**TASK DETAILS**
Copy out every entry that follows, without a single picture.

Image point grounding data
_ _ _ _ _
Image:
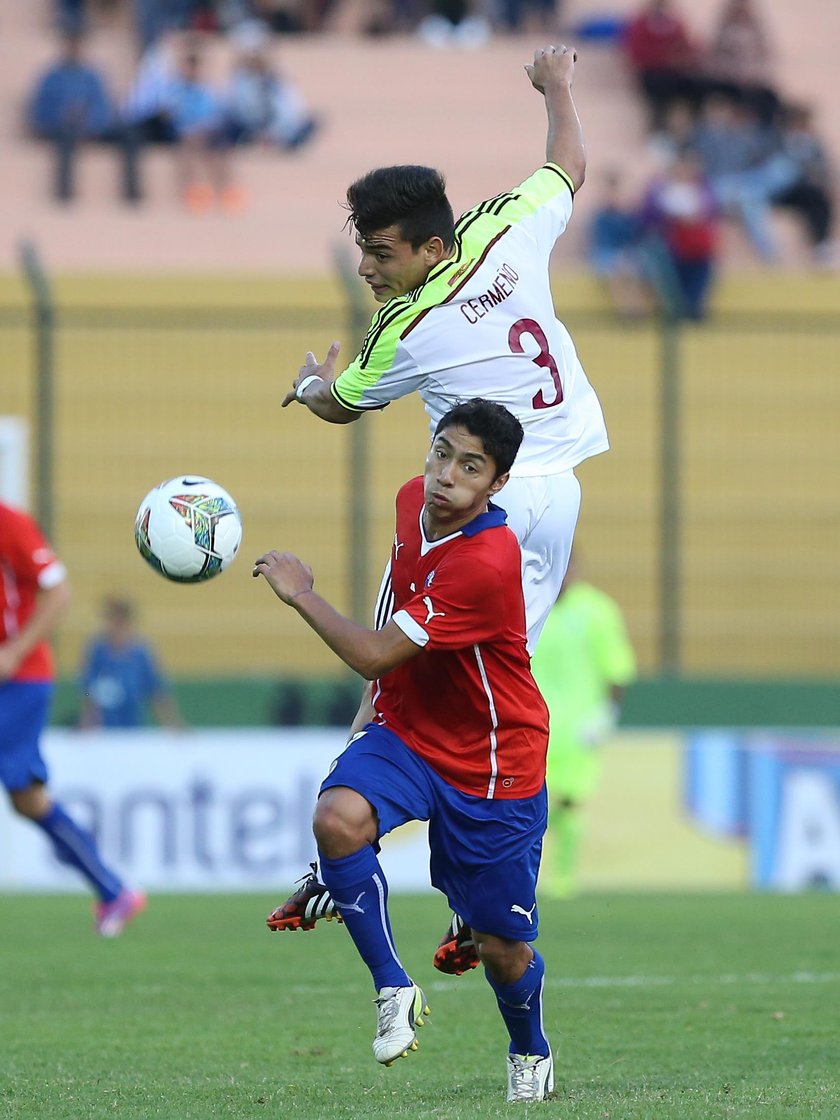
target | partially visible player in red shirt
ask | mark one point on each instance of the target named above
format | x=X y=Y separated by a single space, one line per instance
x=456 y=734
x=34 y=595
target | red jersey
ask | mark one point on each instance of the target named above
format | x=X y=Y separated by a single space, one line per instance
x=27 y=565
x=467 y=702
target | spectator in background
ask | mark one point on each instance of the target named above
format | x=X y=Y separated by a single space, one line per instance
x=664 y=58
x=540 y=17
x=679 y=215
x=745 y=167
x=34 y=595
x=582 y=665
x=70 y=106
x=811 y=192
x=259 y=103
x=121 y=680
x=613 y=249
x=454 y=24
x=677 y=134
x=738 y=59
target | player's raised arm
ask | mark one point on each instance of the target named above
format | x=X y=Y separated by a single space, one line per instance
x=311 y=388
x=551 y=74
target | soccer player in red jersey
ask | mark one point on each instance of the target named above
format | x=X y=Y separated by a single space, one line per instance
x=456 y=734
x=34 y=594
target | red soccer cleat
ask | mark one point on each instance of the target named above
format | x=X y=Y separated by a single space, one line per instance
x=456 y=953
x=309 y=903
x=111 y=918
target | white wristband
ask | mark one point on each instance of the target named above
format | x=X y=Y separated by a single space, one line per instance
x=305 y=383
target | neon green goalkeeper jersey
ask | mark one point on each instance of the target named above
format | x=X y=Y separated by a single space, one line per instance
x=582 y=651
x=484 y=325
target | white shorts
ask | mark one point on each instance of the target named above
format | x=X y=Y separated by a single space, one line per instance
x=542 y=511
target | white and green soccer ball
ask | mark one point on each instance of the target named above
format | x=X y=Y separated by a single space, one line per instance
x=188 y=529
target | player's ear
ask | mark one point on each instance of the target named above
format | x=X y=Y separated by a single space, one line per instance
x=434 y=251
x=498 y=483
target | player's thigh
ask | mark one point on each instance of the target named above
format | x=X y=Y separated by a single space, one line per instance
x=485 y=858
x=543 y=513
x=24 y=714
x=392 y=778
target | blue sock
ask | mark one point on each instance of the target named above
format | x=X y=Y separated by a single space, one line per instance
x=77 y=848
x=521 y=1007
x=360 y=892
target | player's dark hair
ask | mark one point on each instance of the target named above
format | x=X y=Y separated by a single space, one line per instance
x=498 y=429
x=408 y=196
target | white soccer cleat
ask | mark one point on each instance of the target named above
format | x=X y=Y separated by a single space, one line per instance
x=399 y=1011
x=530 y=1076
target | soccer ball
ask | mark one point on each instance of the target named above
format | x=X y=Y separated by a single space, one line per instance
x=188 y=529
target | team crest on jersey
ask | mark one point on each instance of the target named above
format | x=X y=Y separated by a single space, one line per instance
x=459 y=272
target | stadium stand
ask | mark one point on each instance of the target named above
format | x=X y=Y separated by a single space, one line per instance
x=381 y=100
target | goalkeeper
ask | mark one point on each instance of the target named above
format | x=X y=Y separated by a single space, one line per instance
x=582 y=664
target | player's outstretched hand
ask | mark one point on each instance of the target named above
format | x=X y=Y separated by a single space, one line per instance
x=551 y=64
x=287 y=576
x=311 y=367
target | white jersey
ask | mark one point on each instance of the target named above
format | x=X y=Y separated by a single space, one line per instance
x=483 y=325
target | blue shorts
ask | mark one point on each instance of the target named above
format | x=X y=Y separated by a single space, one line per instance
x=24 y=714
x=484 y=855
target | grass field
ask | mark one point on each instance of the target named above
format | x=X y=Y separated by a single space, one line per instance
x=660 y=1007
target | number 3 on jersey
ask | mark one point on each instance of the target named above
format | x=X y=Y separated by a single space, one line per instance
x=543 y=358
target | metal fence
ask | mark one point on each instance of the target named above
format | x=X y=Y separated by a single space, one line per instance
x=714 y=519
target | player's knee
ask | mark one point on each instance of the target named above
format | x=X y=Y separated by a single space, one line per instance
x=31 y=803
x=505 y=960
x=343 y=822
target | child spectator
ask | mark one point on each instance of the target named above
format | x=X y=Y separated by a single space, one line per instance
x=680 y=216
x=121 y=679
x=613 y=245
x=810 y=194
x=739 y=59
x=664 y=58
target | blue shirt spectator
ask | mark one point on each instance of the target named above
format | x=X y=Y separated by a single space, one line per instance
x=71 y=94
x=121 y=680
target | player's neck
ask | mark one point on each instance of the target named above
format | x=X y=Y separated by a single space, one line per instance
x=437 y=528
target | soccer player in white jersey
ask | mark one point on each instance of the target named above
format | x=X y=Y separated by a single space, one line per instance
x=467 y=311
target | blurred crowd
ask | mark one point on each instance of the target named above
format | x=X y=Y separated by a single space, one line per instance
x=467 y=22
x=171 y=101
x=726 y=141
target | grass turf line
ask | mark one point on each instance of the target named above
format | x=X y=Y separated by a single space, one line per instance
x=661 y=1007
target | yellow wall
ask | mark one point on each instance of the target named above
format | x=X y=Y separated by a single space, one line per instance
x=139 y=400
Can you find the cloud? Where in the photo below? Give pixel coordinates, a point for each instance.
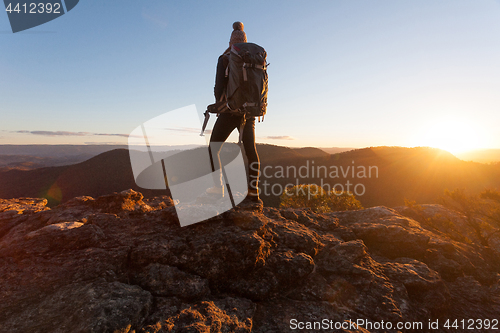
_ _ _ _ _
**TASK ANSWER**
Image:
target | partially visible player in red shirt
ask | mark one point on each instance of the target named above
format | x=X y=Y separated by a single space, one line per instance
x=456 y=734
x=34 y=595
target | red jersey
ask | mark one point on each instance of the target named above
format | x=X y=Y separated by a single space, one line per instance
x=27 y=565
x=467 y=702
target | spectator in background
ask | mark one point on each instance of the target named above
format | x=X y=Y separated by a single space, one line per instance
x=664 y=58
x=540 y=17
x=679 y=215
x=745 y=167
x=34 y=595
x=582 y=665
x=70 y=106
x=811 y=192
x=259 y=103
x=121 y=680
x=613 y=249
x=454 y=24
x=677 y=134
x=738 y=59
target | player's raised arm
ask | mark one point on each instance of the target named above
format | x=X y=Y separated by a single space, one line per instance
x=311 y=388
x=551 y=74
target | soccer player in red jersey
ask | mark one point on each instance of the target named above
format | x=X y=Y separated by a single space, one line per instance
x=456 y=734
x=34 y=594
target | red soccer cleat
ask | mark one point on each instance of the target named above
format | x=X y=Y separated by a single space, one line per instance
x=456 y=953
x=309 y=903
x=111 y=918
target | white wristband
ask | mark one point on each instance of the target named above
format | x=X y=Y separated by a single space, one line per instance
x=305 y=383
target | neon green goalkeeper jersey
ask | mark one point on each instance of the target named above
format | x=X y=Y separated by a single space, one line per instance
x=582 y=651
x=484 y=325
target | white shorts
ask | mark one point on each instance of the target named above
format | x=X y=Y separated by a single space, one line per instance
x=542 y=511
target | white and green soccer ball
ask | mark one point on each instance of the target named above
format | x=X y=Y separated by a single space, one line per instance
x=188 y=529
target | player's ear
ask | mark one point on each instance of the target named above
format | x=X y=Y separated by a single space, one line per instance
x=434 y=251
x=498 y=483
target | player's thigh
ask | mark one point on each instance of the target named above
format | x=X y=Y separated by a single space, one line per instance
x=485 y=858
x=543 y=513
x=24 y=714
x=392 y=778
target | blue sock
ask | mark one point on each instance of the target named above
format | x=X y=Y separated by a single space, one line per instance
x=77 y=848
x=521 y=1007
x=360 y=892
target | player's dark hair
ask | mark one point on each instance of the target named above
format | x=X y=Y separated by a single space, one line per instance
x=498 y=429
x=408 y=196
target | white soccer cleat
ask | mark one point on each instance of the target named above
format | x=X y=Y separated by a single space, one line per instance
x=399 y=1011
x=530 y=1076
target | soccer ball
ask | mark one point on each instance of the target named above
format | x=X y=Y separated by a single space, one line per instance
x=188 y=529
target | team crest on jersey
ask | mark one point on each instance of the target named above
format | x=X y=Y separated by a single space, one line per instance
x=459 y=272
target | stadium stand
ask | mark one point on each instance of the target named above
format | x=X y=Y separated by a single space, one line per instance
x=381 y=100
target | goalkeeper
ask | mark one point on each instance of the target named above
format | x=X y=Y separated by a single space, one line per instance
x=582 y=664
target | player's outstretched hand
ask | mark one point on each instance of the target named above
format | x=X y=Y separated by a single space, one line per instance
x=551 y=64
x=287 y=576
x=311 y=367
target | white jersey
ask | mark one point on each instance of the target named above
format | x=X y=Y separated by a single space, one line per instance
x=483 y=325
target | blue shorts
ask | mark one point on each instance of the target named above
format | x=X y=Y separated by a single space, one line per instance
x=24 y=714
x=484 y=855
target | grass field
ask | mark one point on each instance of the target named above
format | x=X y=Y separated by a single space, one line per instance
x=660 y=1007
target | number 3 on jersey
ask | mark one point on each instance of the target named above
format | x=X y=Y separated by a single space, one line per instance
x=543 y=358
target | metal fence
ask | mark one point on each instance of the target named above
format | x=X y=Y separated by a single space, one line per instance
x=714 y=519
target | player's knee
ask | mark one point on each instance of the target named above
format | x=X y=Y separated by a single space, one line per instance
x=31 y=803
x=505 y=960
x=343 y=822
target | child spectator
ask | mark one point on each instance of the target named above
format | x=X y=Y separated by a single space, one line per instance
x=680 y=216
x=121 y=679
x=613 y=245
x=810 y=194
x=739 y=59
x=664 y=58
target | blue shirt spectator
ask | mark one point on each instance of the target named above
format | x=X y=Y separated by a single space, one line per instance
x=71 y=94
x=121 y=680
target | player's neck
ask | mark one point on each instance of the target named above
format | x=X y=Y separated by a single space, one line per instance
x=437 y=528
target | soccer player in white jersey
ask | mark one point on each instance of the target named above
format | x=X y=Y separated by a single space, one line per instance
x=467 y=311
target | blurred crowd
ask | mark one point on each instance of the target named above
format | x=X y=Y separated by a single space, one line per instance
x=467 y=22
x=171 y=101
x=726 y=141
target | grass turf line
ask | mark one point on each instance of the target named above
format | x=X y=Y separated by a single space, one line per instance
x=661 y=1007
target | yellow wall
ask | mark one point on each instance of the target named above
format | x=X y=Y separated by a single space, one line per instance
x=139 y=400
Can you find the cloud? Where in the photo below? Give pixel coordinates, a point for each instance.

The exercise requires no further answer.